• [INSTRUCTIONS TO FOLLOW] Pull out every text line from the entries below word for word, and leave the pictures out of your answer.

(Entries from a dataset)
****

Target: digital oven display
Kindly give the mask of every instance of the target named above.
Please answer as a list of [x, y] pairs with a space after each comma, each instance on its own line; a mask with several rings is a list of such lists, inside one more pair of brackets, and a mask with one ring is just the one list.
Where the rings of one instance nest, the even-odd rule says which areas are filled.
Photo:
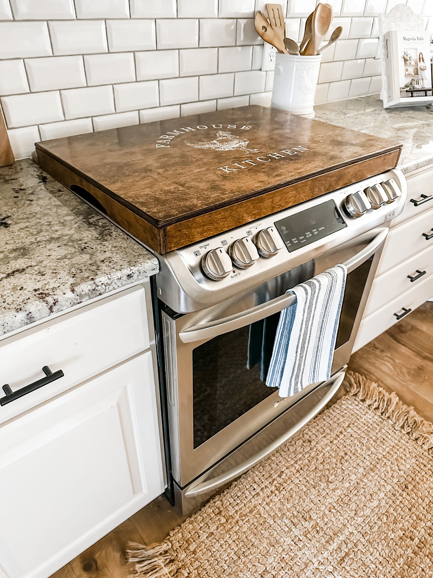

****

• [EXPECTED ANSWER]
Target: digital oven display
Kindly give the mask of every instance of the target named above.
Please answer as a list of [x, y] pairs with a space after each comma, each instance on its own line; a mask with several rings is a list of such lists, inside one more pair of brackets, and a mask with one ring is just the one list.
Where the rings of one instance nest, the even-odd rule says which areas are filled.
Photo:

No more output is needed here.